──────── Supplied data ────────

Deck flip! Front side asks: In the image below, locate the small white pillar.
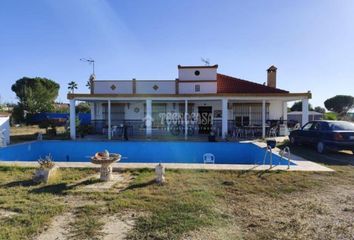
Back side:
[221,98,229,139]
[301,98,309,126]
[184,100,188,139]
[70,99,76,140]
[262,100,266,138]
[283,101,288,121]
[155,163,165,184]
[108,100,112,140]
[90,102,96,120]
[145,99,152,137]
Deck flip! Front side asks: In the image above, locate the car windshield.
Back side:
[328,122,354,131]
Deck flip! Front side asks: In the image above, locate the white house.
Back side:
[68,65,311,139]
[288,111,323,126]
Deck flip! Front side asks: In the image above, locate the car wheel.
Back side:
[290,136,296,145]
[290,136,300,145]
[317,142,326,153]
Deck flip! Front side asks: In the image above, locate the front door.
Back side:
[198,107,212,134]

────────
──────── Supplied data ────────

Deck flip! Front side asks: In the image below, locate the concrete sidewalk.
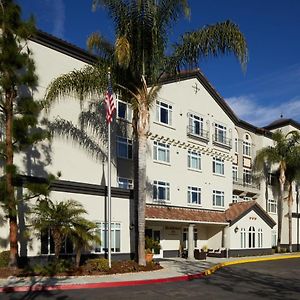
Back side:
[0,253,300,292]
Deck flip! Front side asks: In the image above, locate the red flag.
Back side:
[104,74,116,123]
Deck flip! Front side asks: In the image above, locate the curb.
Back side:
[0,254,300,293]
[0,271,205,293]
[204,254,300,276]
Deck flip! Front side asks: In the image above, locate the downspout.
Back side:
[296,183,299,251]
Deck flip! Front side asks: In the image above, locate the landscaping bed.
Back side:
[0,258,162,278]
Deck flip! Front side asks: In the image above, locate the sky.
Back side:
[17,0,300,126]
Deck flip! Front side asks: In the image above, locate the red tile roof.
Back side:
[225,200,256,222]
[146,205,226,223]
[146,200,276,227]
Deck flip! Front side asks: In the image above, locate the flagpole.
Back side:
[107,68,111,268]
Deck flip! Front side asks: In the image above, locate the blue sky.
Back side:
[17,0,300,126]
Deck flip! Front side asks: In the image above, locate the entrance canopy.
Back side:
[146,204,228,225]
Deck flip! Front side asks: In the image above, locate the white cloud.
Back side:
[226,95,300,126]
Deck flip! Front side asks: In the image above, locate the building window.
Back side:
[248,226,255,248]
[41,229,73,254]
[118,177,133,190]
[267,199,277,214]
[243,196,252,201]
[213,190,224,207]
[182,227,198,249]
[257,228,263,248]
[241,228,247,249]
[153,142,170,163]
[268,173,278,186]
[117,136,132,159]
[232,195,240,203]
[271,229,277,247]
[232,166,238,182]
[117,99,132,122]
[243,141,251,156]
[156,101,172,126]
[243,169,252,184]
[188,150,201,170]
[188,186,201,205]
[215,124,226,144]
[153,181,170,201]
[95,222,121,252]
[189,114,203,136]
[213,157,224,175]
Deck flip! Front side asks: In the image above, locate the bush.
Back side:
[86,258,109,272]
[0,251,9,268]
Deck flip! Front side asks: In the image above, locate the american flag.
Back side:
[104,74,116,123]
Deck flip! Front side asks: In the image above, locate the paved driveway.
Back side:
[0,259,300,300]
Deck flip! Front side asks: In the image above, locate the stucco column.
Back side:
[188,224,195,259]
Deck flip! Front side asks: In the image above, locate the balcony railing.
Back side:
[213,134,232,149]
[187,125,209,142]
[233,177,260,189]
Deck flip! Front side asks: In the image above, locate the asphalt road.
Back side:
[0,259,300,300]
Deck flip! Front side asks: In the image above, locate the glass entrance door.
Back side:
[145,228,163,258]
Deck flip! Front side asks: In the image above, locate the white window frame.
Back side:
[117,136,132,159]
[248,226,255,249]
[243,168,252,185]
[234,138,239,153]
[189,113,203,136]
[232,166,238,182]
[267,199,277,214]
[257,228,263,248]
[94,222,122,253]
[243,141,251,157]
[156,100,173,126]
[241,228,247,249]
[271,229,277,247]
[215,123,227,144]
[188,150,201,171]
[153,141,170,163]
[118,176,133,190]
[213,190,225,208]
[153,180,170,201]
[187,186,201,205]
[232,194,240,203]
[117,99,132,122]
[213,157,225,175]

────────

| Task brief |
Copy out the following lines from the listing above verbatim. Begin at the line that contains "the paved driveway." and stop after the line that contains "[233,177,260,189]".

| Problem solution |
Deck flip! Front side asks: In the image above, locate the paved driveway.
Back side:
[0,259,300,300]
Deck flip! Front side asks: In the image above, locate the stucco column.
Back side:
[188,224,195,259]
Deck flip! Front side asks: In the image above, locate the balcony railing.
Back side:
[213,134,232,149]
[187,125,209,142]
[233,177,260,189]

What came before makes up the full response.